(Data records)
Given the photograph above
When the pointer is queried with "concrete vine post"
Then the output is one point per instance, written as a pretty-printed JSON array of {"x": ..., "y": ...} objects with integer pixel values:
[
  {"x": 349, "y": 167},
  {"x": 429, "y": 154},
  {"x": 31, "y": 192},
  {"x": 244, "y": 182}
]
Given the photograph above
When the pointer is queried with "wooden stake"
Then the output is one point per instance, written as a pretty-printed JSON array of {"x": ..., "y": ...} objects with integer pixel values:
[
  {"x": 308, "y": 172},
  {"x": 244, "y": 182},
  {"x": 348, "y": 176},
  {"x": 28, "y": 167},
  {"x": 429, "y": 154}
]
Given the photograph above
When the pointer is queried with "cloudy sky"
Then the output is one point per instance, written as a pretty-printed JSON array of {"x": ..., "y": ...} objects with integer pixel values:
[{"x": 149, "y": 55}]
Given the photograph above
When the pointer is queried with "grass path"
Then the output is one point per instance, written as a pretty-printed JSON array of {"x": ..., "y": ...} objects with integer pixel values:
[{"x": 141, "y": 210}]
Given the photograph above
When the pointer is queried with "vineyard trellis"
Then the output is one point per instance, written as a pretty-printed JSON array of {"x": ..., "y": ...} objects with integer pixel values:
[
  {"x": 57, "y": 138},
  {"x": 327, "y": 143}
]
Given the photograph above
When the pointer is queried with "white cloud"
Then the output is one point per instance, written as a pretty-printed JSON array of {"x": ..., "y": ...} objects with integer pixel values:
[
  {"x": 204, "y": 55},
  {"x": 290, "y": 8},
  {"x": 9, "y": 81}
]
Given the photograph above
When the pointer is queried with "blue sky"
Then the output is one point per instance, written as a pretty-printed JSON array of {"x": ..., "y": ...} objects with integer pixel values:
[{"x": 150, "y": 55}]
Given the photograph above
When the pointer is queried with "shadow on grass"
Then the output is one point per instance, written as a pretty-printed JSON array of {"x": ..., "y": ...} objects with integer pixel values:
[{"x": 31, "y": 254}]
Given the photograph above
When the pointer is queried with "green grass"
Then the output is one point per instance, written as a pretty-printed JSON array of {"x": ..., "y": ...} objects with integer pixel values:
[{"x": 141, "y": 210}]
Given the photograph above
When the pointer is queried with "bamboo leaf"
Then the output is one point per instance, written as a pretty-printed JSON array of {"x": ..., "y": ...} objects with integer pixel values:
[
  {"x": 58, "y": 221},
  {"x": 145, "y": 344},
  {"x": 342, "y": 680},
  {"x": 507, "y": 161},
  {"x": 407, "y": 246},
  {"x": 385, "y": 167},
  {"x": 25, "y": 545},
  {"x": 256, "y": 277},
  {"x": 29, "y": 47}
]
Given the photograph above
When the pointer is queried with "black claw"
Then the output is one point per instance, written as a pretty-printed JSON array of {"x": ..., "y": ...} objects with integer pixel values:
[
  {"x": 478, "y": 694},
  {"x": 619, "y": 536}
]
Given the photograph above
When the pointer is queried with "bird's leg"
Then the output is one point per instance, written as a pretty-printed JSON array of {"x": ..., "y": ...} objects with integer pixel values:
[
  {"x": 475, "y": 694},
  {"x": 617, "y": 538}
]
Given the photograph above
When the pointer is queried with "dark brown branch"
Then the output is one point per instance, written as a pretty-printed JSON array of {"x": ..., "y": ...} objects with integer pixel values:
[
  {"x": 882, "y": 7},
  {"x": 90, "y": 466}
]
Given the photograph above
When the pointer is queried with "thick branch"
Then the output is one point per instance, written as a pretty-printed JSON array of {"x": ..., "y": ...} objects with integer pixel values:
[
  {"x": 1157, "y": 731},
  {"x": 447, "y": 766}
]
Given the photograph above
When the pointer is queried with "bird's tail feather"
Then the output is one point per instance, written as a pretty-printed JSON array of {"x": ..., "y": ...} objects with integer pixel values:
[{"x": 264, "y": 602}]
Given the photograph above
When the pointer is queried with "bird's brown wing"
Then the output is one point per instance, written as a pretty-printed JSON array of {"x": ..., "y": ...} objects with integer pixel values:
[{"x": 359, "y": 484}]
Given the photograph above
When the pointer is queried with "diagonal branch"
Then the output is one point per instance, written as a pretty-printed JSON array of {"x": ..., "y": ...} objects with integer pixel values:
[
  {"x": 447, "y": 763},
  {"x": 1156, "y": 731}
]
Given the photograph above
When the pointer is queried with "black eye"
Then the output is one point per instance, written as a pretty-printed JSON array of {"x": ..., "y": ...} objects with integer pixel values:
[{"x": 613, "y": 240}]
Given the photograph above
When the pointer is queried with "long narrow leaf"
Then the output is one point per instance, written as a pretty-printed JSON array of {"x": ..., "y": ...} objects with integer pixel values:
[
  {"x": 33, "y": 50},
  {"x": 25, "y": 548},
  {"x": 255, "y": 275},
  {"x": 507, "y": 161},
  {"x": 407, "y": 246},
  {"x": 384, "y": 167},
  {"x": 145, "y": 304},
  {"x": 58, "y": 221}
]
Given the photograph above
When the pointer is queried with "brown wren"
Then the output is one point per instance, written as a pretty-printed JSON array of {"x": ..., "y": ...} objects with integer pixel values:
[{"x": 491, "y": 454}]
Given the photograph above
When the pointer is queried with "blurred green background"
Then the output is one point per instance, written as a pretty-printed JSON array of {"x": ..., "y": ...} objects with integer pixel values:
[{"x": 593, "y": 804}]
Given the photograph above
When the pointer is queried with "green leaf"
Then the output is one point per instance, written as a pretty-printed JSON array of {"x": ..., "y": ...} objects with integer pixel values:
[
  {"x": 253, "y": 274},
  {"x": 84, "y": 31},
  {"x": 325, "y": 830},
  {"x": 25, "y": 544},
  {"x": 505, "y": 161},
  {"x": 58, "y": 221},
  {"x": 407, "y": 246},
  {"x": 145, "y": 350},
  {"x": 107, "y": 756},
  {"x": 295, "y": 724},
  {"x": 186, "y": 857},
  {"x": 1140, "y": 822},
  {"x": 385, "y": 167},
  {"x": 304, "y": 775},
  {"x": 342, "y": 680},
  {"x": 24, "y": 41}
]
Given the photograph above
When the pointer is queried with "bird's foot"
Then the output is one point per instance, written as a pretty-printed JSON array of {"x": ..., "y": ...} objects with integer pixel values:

> **What you will do**: Nothing may be left out: return each entry exactly as it reads.

> **Written response**:
Given the photograph above
When the pointer is queried with "concrete vine post"
Then the output is one point per instance, written as a pretty-printed JSON array of {"x": ..., "y": ...} objects with integer pixel values:
[
  {"x": 349, "y": 167},
  {"x": 429, "y": 154},
  {"x": 31, "y": 192},
  {"x": 244, "y": 182}
]
Given the photograph above
When the pointer is queried with "wooden stake"
Then the output is one point per instance, written as a pretty-printed JSON array of {"x": ..., "y": ...} objects with integer pixel values:
[
  {"x": 308, "y": 172},
  {"x": 244, "y": 182},
  {"x": 348, "y": 176},
  {"x": 28, "y": 167},
  {"x": 429, "y": 154}
]
Given the photograph above
When the pointer is queried with "cloudy sky"
Then the output is one point per instance, written as a pretty-printed JSON array of {"x": ..., "y": ...} objects with integer pixel values:
[{"x": 149, "y": 55}]
Given the photograph above
When the pointer is queried with "grass path"
Then the output is one point per instance, written as a pretty-printed JSON array of {"x": ..., "y": ...} objects with integer pixel values:
[{"x": 141, "y": 210}]
Given the photograph above
When the pointer is queried with "vineyard trellis"
Then the output is one point per instance, written as a pretty-printed JSON array of {"x": ..., "y": ...} objects with integer pixel values:
[
  {"x": 57, "y": 138},
  {"x": 327, "y": 143}
]
Given the photograph above
When the pointer is queried with "white cloud"
Then the output is one point per instance, written as a pretty-printed JSON array of {"x": ..., "y": ...} objects with integer pixel values:
[
  {"x": 204, "y": 55},
  {"x": 290, "y": 8},
  {"x": 9, "y": 81}
]
Given the photograph above
When the pointer is queried with "blue sky"
Then the output is one point per instance, written as a pretty-printed JSON array of {"x": ..., "y": ...} objects with integer pixel values:
[{"x": 150, "y": 55}]
Given the photograph above
When the pointer is queried with "shadow on grass"
Then the output is one point per instance, written as a pretty-printed JSON array of {"x": ..., "y": ...} objects with integer pixel values:
[{"x": 31, "y": 254}]
Given the photograph above
When the pointer is queried with "green grass"
Then the output is one point per instance, written as a pretty-printed JSON array of {"x": ..., "y": ...} objects with integer pixel values:
[{"x": 141, "y": 210}]
Given the photograph above
When the pointer is queried with "bamboo leaf"
Then the output is one point per instance, written as a pretty-printed JSON array of {"x": ..., "y": ...} objects with integer pixel values:
[
  {"x": 58, "y": 221},
  {"x": 145, "y": 344},
  {"x": 342, "y": 680},
  {"x": 507, "y": 161},
  {"x": 407, "y": 246},
  {"x": 385, "y": 167},
  {"x": 25, "y": 545},
  {"x": 256, "y": 277},
  {"x": 29, "y": 47}
]
Given the photograph above
When the pointer is queried with "black claw"
Then the output is one point per instance, written as a pretty-printed JSON array of {"x": ..., "y": ...} objects with integer pixel values:
[
  {"x": 478, "y": 694},
  {"x": 619, "y": 536}
]
Given the photograph above
When the pointer is queried with "bird's leg"
Then the output is one point per instance, written as a pretty-printed JSON array of {"x": ..., "y": ...} objects with integer pixel values:
[
  {"x": 475, "y": 694},
  {"x": 617, "y": 538}
]
Given the photograph above
When the pointer is queried with "dark brown branch"
Then the output is one point per instance, written as a pretty-printed JSON array of {"x": ..., "y": ...} objects with integer pixel values:
[
  {"x": 882, "y": 7},
  {"x": 90, "y": 466}
]
Given the photograph above
When the pointer is queried with "thick branch"
Then the output is one point per instance, written as a pretty-printed JSON array of {"x": ..., "y": ...} objects with integer pixel values:
[
  {"x": 1157, "y": 731},
  {"x": 447, "y": 766}
]
Given the photograph above
When the pointer is queried with "bird's tail feather"
Then the output is one point per instance, written as a pretty-printed JSON array of {"x": ..., "y": ...} objects with integer pixel values:
[{"x": 264, "y": 602}]
Given the photograph above
When the pointer is queried with "bird's brown wing"
Then the output is one point per instance, written as a pretty-printed JSON array of {"x": ..., "y": ...} objects with integer pixel values:
[{"x": 359, "y": 484}]
Given the photograph above
When the pointer is queried with "diagonal branch"
Then the output is one point per instance, written as a pretty-printed JSON array of {"x": ..., "y": ...} objects with integer pixel values:
[
  {"x": 447, "y": 763},
  {"x": 1156, "y": 731}
]
Given the photograph above
When the pointer is queried with "black eye"
Then the output is one point per instance, written as a pretty-printed JSON array of {"x": ..., "y": ...} objects with integer pixel values:
[{"x": 613, "y": 240}]
Given the photograph above
When the pointer is queried with "long narrow leaf"
Then the output is one point per instance, written as a pretty-printed JSON array of {"x": ..., "y": ...} objects with integer pixel values:
[
  {"x": 33, "y": 50},
  {"x": 25, "y": 548},
  {"x": 255, "y": 275},
  {"x": 507, "y": 161},
  {"x": 407, "y": 246},
  {"x": 384, "y": 167},
  {"x": 145, "y": 304},
  {"x": 58, "y": 221}
]
Given the photograph above
When the pointer is queried with "brown wren"
Then the output is one point per instance, written as a pretty-printed JSON array of {"x": ..., "y": ...} objects with integer pixel values:
[{"x": 491, "y": 454}]
Given the photograph above
When the pointer is queried with "blurred green background"
Then the output is one point per instance, written as a pretty-printed JSON array of {"x": ..., "y": ...} objects with integer pixel values:
[{"x": 593, "y": 804}]
Given the photograph above
When the pointer is queried with "green leaf"
Then the output is one point per instance, written as a pretty-printed JSON array of {"x": ..., "y": ...} objects with integer pixel values:
[
  {"x": 253, "y": 274},
  {"x": 84, "y": 31},
  {"x": 325, "y": 830},
  {"x": 25, "y": 544},
  {"x": 505, "y": 161},
  {"x": 58, "y": 221},
  {"x": 407, "y": 246},
  {"x": 145, "y": 350},
  {"x": 107, "y": 756},
  {"x": 295, "y": 724},
  {"x": 186, "y": 857},
  {"x": 1140, "y": 822},
  {"x": 385, "y": 167},
  {"x": 304, "y": 775},
  {"x": 342, "y": 680},
  {"x": 24, "y": 41}
]
Given the photograph above
When the pointer is queried with "bird's foot"
Then the output is one point per instance, written as a pretty-printed JSON array of {"x": ..., "y": ...} objects with integer pixel values:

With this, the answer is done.